Rinomina "red hose" in "green hose" in tutte le voci e riporta le righe con tutto il resto invariato, escludendo le immagini dalla risposta.

[Dati estratti]
☆ ☆ ☆ ☆ ☆

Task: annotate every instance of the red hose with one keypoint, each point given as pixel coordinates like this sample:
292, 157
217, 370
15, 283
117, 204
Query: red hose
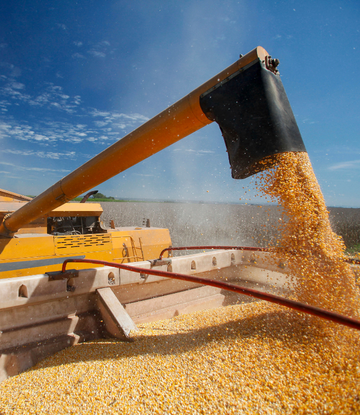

☆ ☆ ☆ ☆ ☆

Risposta corretta -
Task: annotate every instance of the green hose with one keypoint, each point given as pixel coordinates like this sample:
292, 157
217, 370
15, 283
117, 204
Query: green hose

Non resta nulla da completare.